> **What this task involves**
Rewrite every line of the records below as a Markdown table with two columns, Row and Content. Give each line a row number and skip any blank lines.

> **Raw records**
++++++

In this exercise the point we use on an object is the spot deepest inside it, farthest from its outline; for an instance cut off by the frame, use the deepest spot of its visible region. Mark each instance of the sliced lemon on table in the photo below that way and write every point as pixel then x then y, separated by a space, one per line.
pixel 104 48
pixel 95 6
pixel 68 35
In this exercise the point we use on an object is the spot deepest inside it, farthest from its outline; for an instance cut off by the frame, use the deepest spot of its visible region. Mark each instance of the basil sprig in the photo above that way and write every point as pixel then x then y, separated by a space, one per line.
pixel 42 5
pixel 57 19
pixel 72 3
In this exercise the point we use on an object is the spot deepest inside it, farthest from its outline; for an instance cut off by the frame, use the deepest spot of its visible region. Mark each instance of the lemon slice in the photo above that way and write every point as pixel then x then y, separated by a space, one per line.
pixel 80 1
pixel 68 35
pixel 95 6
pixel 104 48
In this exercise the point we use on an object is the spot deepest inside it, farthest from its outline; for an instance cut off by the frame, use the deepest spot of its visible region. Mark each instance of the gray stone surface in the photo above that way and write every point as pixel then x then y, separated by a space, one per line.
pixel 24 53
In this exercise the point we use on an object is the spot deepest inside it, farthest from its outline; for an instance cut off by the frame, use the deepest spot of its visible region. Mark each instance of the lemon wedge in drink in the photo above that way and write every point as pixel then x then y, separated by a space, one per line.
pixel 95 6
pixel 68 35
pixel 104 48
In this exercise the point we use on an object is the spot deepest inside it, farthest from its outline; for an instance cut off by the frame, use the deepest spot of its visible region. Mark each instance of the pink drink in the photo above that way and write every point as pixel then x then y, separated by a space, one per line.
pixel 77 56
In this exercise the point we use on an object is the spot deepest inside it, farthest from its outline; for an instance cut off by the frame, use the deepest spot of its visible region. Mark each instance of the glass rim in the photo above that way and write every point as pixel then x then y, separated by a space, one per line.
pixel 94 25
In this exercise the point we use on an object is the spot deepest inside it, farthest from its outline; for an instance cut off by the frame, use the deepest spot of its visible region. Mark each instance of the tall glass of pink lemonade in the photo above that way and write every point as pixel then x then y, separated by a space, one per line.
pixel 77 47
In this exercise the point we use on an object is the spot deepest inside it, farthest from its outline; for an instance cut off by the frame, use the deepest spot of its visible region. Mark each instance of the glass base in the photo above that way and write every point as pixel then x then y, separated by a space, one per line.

++++++

> **Expected output**
| Row | Content |
|---|---|
| 1 | In this exercise the point we use on an object is the spot deepest inside it, farthest from its outline; for an instance cut off by the frame, use the deepest spot of its visible region. Mark each instance of the sliced lemon on table in the photo below that way and write every point as pixel then x then y, separated by a space, one per line. |
| 2 | pixel 104 48 |
| 3 | pixel 95 6 |
| 4 | pixel 68 35 |
| 5 | In this exercise the point we use on an object is the spot deepest inside it, farthest from its outline; for an instance cut off by the frame, use the deepest spot of its visible region. Mark each instance of the basil sprig in the photo above that way and write every point as pixel then x then y, separated by a space, one per line. |
| 6 | pixel 42 5 |
| 7 | pixel 57 19 |
| 8 | pixel 72 3 |
| 9 | In this exercise the point we use on an object is the spot deepest inside it, farthest from its outline; for an instance cut off by the frame, use the deepest spot of its visible region. Mark each instance of the lemon slice in the photo above that way and write every point as pixel then x then y, separated by a space, one per line. |
| 10 | pixel 80 1 |
| 11 | pixel 68 35 |
| 12 | pixel 95 6 |
| 13 | pixel 104 48 |
| 14 | In this exercise the point we use on an object is the spot deepest inside it, farthest from its outline; for an instance cut off by the frame, use the deepest spot of its visible region. Mark each instance of the gray stone surface in the photo above that way and write every point as pixel then x then y, separated by a space, one per line. |
| 15 | pixel 24 53 |
| 16 | In this exercise the point we use on an object is the spot deepest inside it, farthest from its outline; for an instance cut off by the frame, use the deepest spot of its visible region. Mark each instance of the lemon wedge in drink in the photo above that way and write every point as pixel then x then y, separated by a space, one per line. |
| 17 | pixel 95 6 |
| 18 | pixel 68 35 |
| 19 | pixel 104 48 |
| 20 | In this exercise the point we use on an object is the spot deepest inside it, farthest from its outline; for an instance cut off by the frame, use the deepest spot of its visible region. Mark each instance of the pink drink in the photo above that way and write every point as pixel then x then y, separated by a space, one per line. |
| 21 | pixel 77 56 |
| 22 | In this exercise the point we use on an object is the spot deepest inside it, farthest from its outline; for an instance cut off by the frame, use the deepest spot of its visible region. Mark each instance of the glass rim in the photo above that way and write every point as pixel then x then y, separated by a space, one per line. |
| 23 | pixel 94 25 |
| 24 | In this exercise the point we use on an object is the spot deepest inside it, farthest from its outline; for an instance cut off by the frame, use the deepest spot of its visible region. Mark each instance of the tall glass of pink lemonade in the photo above that way and write every point as pixel then x then y, separated by a space, one per line. |
| 25 | pixel 77 47 |
| 26 | In this exercise the point we use on an object is the spot deepest inside it, farthest from its outline; for an instance cut off by the frame, use the deepest spot of its visible region. Mark each instance of the glass base in the photo above that way and write every point as pixel then x then y, separated by a space, one per line. |